__Given entries__
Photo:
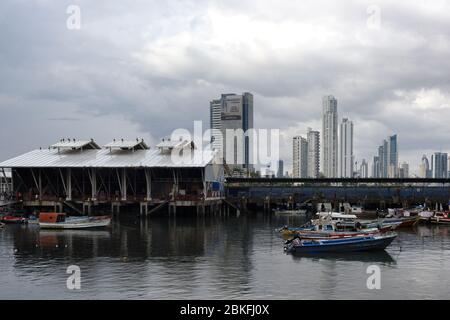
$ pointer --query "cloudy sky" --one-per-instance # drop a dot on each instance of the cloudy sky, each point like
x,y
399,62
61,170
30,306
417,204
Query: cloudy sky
x,y
143,68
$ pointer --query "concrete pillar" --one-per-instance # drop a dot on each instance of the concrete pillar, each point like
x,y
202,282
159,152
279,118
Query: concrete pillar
x,y
94,183
124,184
148,179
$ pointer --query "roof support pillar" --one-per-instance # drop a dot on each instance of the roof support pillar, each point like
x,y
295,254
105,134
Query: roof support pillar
x,y
93,178
148,179
124,184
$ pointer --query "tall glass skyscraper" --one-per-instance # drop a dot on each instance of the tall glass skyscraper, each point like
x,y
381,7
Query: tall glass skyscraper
x,y
233,112
300,157
313,139
346,149
329,137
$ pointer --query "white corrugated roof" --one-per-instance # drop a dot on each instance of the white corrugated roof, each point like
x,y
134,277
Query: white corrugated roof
x,y
75,144
104,158
127,144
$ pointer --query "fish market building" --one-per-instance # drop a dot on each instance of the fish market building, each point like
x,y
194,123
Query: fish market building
x,y
81,176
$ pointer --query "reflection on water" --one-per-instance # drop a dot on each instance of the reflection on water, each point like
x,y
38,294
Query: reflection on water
x,y
212,258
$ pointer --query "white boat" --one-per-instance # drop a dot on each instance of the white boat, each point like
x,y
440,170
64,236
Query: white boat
x,y
60,221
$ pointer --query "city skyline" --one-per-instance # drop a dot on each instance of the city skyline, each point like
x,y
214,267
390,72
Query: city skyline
x,y
148,75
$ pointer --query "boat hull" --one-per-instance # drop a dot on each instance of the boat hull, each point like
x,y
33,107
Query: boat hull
x,y
80,224
435,220
355,244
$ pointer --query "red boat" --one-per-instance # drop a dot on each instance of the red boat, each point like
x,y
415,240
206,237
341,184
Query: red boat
x,y
13,220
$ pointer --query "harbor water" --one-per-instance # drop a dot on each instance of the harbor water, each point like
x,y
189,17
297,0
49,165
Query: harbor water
x,y
217,257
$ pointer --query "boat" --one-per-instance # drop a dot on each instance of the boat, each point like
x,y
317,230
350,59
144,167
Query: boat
x,y
54,220
402,222
426,215
441,218
337,225
10,219
351,244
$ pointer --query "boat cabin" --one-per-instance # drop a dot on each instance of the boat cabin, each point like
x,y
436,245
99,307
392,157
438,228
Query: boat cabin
x,y
52,217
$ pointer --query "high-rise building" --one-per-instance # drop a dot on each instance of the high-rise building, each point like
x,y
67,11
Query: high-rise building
x,y
313,139
440,165
329,137
300,157
392,157
364,169
388,158
232,113
280,169
424,168
346,149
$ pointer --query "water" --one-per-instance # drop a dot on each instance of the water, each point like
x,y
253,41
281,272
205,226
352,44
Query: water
x,y
213,258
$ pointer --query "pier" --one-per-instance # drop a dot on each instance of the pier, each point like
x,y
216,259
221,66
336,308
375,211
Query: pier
x,y
82,177
372,193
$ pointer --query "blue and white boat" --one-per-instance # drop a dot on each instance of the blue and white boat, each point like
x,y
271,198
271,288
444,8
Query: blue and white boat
x,y
358,243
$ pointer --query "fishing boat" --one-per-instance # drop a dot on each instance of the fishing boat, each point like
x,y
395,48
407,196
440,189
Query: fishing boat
x,y
289,211
10,219
60,221
350,244
402,222
441,218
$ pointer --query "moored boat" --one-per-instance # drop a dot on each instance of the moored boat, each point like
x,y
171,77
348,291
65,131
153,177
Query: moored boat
x,y
60,221
357,243
10,219
441,218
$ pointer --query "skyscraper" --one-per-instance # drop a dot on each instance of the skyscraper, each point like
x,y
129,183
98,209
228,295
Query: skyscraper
x,y
346,149
300,157
376,172
440,165
364,169
329,137
388,158
424,168
392,157
404,170
313,139
232,112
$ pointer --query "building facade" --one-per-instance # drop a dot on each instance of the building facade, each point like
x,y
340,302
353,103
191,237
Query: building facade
x,y
329,137
440,165
300,157
280,169
313,139
364,169
232,114
346,149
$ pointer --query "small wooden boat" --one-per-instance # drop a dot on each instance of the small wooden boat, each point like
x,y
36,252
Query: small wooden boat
x,y
60,221
441,218
9,219
402,222
357,243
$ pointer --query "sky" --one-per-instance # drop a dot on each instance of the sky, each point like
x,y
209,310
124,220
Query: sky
x,y
109,69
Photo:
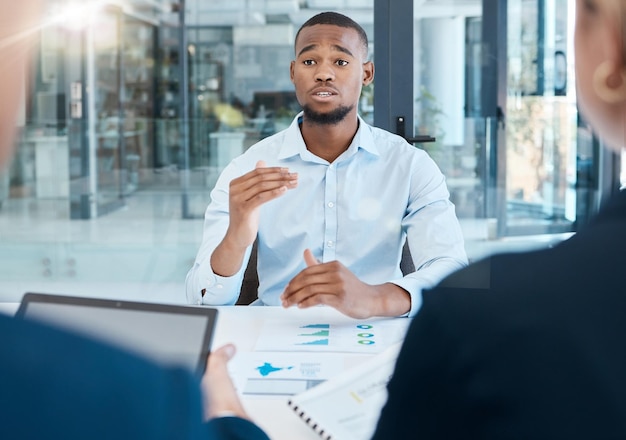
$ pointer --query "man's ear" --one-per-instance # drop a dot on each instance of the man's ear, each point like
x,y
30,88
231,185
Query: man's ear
x,y
368,73
609,78
609,82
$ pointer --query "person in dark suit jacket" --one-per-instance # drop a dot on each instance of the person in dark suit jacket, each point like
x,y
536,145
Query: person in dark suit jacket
x,y
58,385
534,347
63,386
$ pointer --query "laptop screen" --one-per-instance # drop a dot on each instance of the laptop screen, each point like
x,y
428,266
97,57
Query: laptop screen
x,y
168,334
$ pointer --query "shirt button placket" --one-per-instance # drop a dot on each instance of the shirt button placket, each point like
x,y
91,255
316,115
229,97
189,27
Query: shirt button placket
x,y
330,214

__Task to carry out__
Reproduce every line above as written, skipping pictures.

__Task answer__
Photo:
$ pointer --query "cloudy sky" --one-per-instance # drop a dot on each instance of the cloudy sky, each point like
x,y
399,62
61,170
30,306
417,204
Query: cloudy sky
x,y
143,68
$ pointer --query "concrete pillar" --one-per-instance # drop a dot on each instance of the concrete pillar, each point like
x,y
202,282
159,152
279,118
Query: concrete pillar
x,y
94,183
124,184
148,179
$ pointer --query "roof support pillar" --one-per-instance # drop a dot on each instance of the roof support pillar, each point like
x,y
295,254
105,134
Query: roof support pillar
x,y
93,178
148,179
124,184
$ pointer --query "tall glass skyscraper" --one-per-instance # drop a dot on each instance of the tall glass skyscraper, each point like
x,y
381,7
Query: tall glass skyscraper
x,y
233,112
300,157
313,139
346,149
329,137
$ pointer --query "white corrugated roof" --one-per-instance # drop a dot on each instance of the white corrugated roof, each point like
x,y
134,277
Query: white corrugated roof
x,y
75,144
104,158
127,144
$ pointer --query "fish market building" --one-per-instance # drop a dot on each instance of the fish market building, each point like
x,y
194,123
Query: fish market building
x,y
81,176
$ pointer --query "reflection on water" --one-per-instance # drop a dot on each instance of the reflection on water, each point like
x,y
38,294
Query: reflection on water
x,y
212,258
$ pointer --query "white boat" --one-per-instance # drop a dot on each instance of the white boat, each point like
x,y
440,170
64,236
Query: white boat
x,y
60,221
$ pointer --query "city skyline" --one-per-instance # drop a dot on each instance of the city skyline, each point like
x,y
214,267
390,72
Query: city skyline
x,y
148,75
$ pointer --query "boat hull" --one-per-instance # drop a dot on each instance of the boat hull, each point like
x,y
33,107
Query: boat hull
x,y
80,224
435,220
355,244
$ pointer --query "red boat" --one-per-instance # drop a dot on each instance of the red boat, each point like
x,y
415,240
206,237
341,184
Query: red boat
x,y
13,220
$ pointer --query "harbor water" --one-per-instance # drop a dot on each instance of the harbor water, each point like
x,y
189,17
297,0
49,165
Query: harbor water
x,y
217,257
$ pointer --query "boat" --one-per-instance # drop a dot on each instance of the boat, each point like
x,y
317,230
350,59
144,167
Query: boat
x,y
54,220
402,222
426,215
441,218
337,225
10,219
351,244
$ pointer --query "boat cabin" --one-per-instance # drop a dot on each instance of the boat cabin, each point like
x,y
436,245
99,307
392,157
438,228
Query: boat cabin
x,y
52,217
$ pointer --query "high-rise building" --one-per-instance # drop a dot on each instance of the high-rise building, each point like
x,y
67,11
Query: high-rise building
x,y
313,139
440,165
329,137
300,157
392,157
364,169
388,158
232,113
280,169
424,168
346,149
$ pointer --query "water" --one-per-instance # drop a dot on each instance of the water, each point like
x,y
253,41
281,272
205,226
352,44
Query: water
x,y
213,258
$ pointer --query "pier" --one-per-instance # drop a dot on each instance of the pier, each point like
x,y
216,259
221,66
336,308
375,211
Query: pier
x,y
82,177
372,193
$ pointer --query "blue and white boat" --one-per-instance # drop a dot on each instance of the blue and white boat, each point like
x,y
271,198
271,288
444,8
Query: blue and white boat
x,y
358,243
$ pointer --query "fishing boat" --one-per-instance # drop a dot on each instance of the fishing boat, each point like
x,y
395,48
407,196
440,189
Query: fishing boat
x,y
289,211
10,219
60,221
350,244
402,222
441,218
$ pointer --query "moored boat" --one-per-instance # drop a dot on each instance of the moored boat, each point like
x,y
171,77
348,291
65,131
153,177
Query: moored boat
x,y
60,221
357,243
10,219
441,218
$ pointer --query "skyscraper" --one-per-instance # drop a dot on each instance of the skyscraper, each point like
x,y
129,183
98,209
228,295
Query: skyscraper
x,y
346,149
300,157
376,172
440,165
364,169
329,137
388,158
424,168
392,157
404,170
313,139
232,112
$ pointer --query "building facade" --one-per-instance # drop a dot on each instance of the building facade, each point like
x,y
340,302
353,103
191,237
Query: building facade
x,y
329,137
440,165
300,157
280,169
313,139
364,169
232,114
346,149
$ pointer --query "small wooden boat" --one-per-instance # drop a dot on each instance of the small wooden boat, each point like
x,y
36,252
Query: small wooden boat
x,y
60,221
441,218
9,219
402,222
357,243
$ pointer --query "sky" --one-per-instance # drop a dot on each instance of the sky, each point like
x,y
209,310
124,220
Query: sky
x,y
109,69
Photo:
$ pointer --query "man's ear" --one-per-instance # drop a dot on each instance of the man's ear, each point like
x,y
30,88
231,185
Query: man's ear
x,y
368,73
609,78
609,82
$ pointer --query "person in dark suit jacket" --one-per-instance # drop a dot on each instance of the person in dark suit jacket, each point like
x,y
536,145
Query: person in dark suit jacket
x,y
58,385
534,347
63,386
$ pointer --query "laptop screen" --one-per-instance # drop a dot on each instance of the laptop screen, each point like
x,y
428,266
97,57
Query: laptop screen
x,y
168,334
$ pointer --query "shirt button placket" --one-per-instance # drop a dot on each instance of the shirt button placket, each point like
x,y
91,255
316,115
229,97
189,27
Query: shirt button placket
x,y
330,214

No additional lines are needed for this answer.